### TEXT PASSAGE

Sound in Collaborative Work
Another area where sound has particular relevance is in computer supported collaborative
work (CSCW). Of particular relevance are situations where people in remote locations are
collaborating synchonously on some computer mediated activity. Here, the problems of
human-computer interaction are compounded, since partipants have to maintain an
awareness of their collaborator's activities. This is in addition to the regular overhead of
monitoring and directing their own. Since one can only visually attend to one thing at a
time, this especially taxes the visual system - even more so when all participants are not
seeing the same thing on their screen.
   Recent work with the ARKola system (Gaver, Smith & O'Shea, 1991) has demonstrated
how nonspeech audio can be used to create what might be called a "shared acoustic
ecology" for the participants in the shared activity, and thereby enhanced the sense of
telepresence, or shared space.
   The nonspeech audio in this approach functions as an awareness server by allowing each
user hear what others are doing in the background, while concentrating on their own
activities in the foreground. As the state of the art advances, we will be able to hear what is
happening, where it is happening and who caused it - all using the audio channel and
existing skills that we have acquired from a life-time of living in the everyday world.



Nonspeech Audio and Multimedia
Multimedia is emerging field which is getting significant attention. To some, its absence as
a specific topic in this book may be questioned. However, just because it is not highlighted
as a specific topic does not mean that it is not important, or that it is not dealt with. From


Buxton, Gaver & Bly                                  1.4                          Introduction
one perspective, the entire book is about multimedia. It all depends on what one means by
the term.
   We believe that the importance of "multimedia" lies in the modalities and channels of
communication employed, not the media used. Viewed this way, the book can be seen as
addressing some issues concerning one such channel: audio. Virtually everything that we
say, therefore, has relevance to that aspect of multimedia systems and applications.

######

GIVEN EXERCISE A
Copy the passage on sound in collaborative work and multimedia word for word, in full.
The text and the rows have no connection to each other.

### INPUT

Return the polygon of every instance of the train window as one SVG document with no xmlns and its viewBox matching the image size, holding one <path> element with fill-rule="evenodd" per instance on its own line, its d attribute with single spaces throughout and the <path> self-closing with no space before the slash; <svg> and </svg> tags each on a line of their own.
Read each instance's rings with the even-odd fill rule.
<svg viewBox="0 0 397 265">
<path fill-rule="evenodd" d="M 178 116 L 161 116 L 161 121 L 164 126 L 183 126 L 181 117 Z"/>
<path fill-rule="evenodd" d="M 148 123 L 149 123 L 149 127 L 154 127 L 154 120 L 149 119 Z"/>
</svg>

######

GIVEN EXERCISE B
Arrange every line of the segmentation dataset rows as a Markdown table with the columns Num and Line, giving each line a number and omitting blank lines.

SOLUTION A
Sound in Collaborative Work
Another area where sound has particular relevance is in computer supported collaborative
work (CSCW). Of particular relevance are situations where people in remote locations are
collaborating synchonously on some computer mediated activity. Here, the problems of
human-computer interaction are compounded, since partipants have to maintain an
awareness of their collaborator's activities. This is in addition to the regular overhead of
monitoring and directing their own. Since one can only visually attend to one thing at a
time, this especially taxes the visual system - even more so when all participants are not
seeing the same thing on their screen.
   Recent work with the ARKola system (Gaver, Smith & O'Shea, 1991) has demonstrated
how nonspeech audio can be used to create what might be called a "shared acoustic
ecology" for the participants in the shared activity, and thereby enhanced the sense of
telepresence, or shared space.
   The nonspeech audio in this approach functions as an awareness server by allowing each
user hear what others are doing in the background, while concentrating on their own
activities in the foreground. As the state of the art advances, we will be able to hear what is
happening, where it is happening and who caused it - all using the audio channel and
existing skills that we have acquired from a life-time of living in the everyday world.



Nonspeech Audio and Multimedia
Multimedia is emerging field which is getting significant attention. To some, its absence as
a specific topic in this book may be questioned. However, just because it is not highlighted
as a specific topic does not mean that it is not important, or that it is not dealt with. From


Buxton, Gaver & Bly                                  1.4                          Introduction
one perspective, the entire book is about multimedia. It all depends on what one means by
the term.
   We believe that the importance of "multimedia" lies in the modalities and channels of
communication employed, not the media used. Viewed this way, the book can be seen as
addressing some issues concerning one such channel: audio. Virtually everything that we
say, therefore, has relevance to that aspect of multimedia systems and applications.

SOLUTION B
| Num | Line |
|---|---|
| 1 | Return the polygon of every instance of the train window as one SVG document with no xmlns and its viewBox matching the image size, holding one <path> element with fill-rule="evenodd" per instance on its own line, its d attribute with single spaces throughout and the <path> self-closing with no space before the slash; <svg> and </svg> tags each on a line of their own. |
| 2 | Read each instance's rings with the even-odd fill rule. |
| 3 | <svg viewBox="0 0 397 265"> |
| 4 | <path fill-rule="evenodd" d="M 178 116 L 161 116 L 161 121 L 164 126 L 183 126 L 181 117 Z"/> |
| 5 | <path fill-rule="evenodd" d="M 148 123 L 149 123 L 149 127 L 154 127 L 154 120 L 149 119 Z"/> |
| 6 | </svg> |